Input records
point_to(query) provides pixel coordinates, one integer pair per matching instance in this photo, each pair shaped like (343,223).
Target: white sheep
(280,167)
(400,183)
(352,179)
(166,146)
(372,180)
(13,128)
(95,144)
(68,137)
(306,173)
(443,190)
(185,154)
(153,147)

Exercise
Now repeat the data exactly, keeping every line.

Answer
point_to(query) provides pixel coordinates, one integer pair per matching instance in this photo, each pair shaped like (343,223).
Target: white sheep
(280,167)
(400,183)
(352,179)
(166,146)
(372,180)
(13,128)
(95,144)
(68,137)
(306,173)
(443,190)
(185,154)
(153,147)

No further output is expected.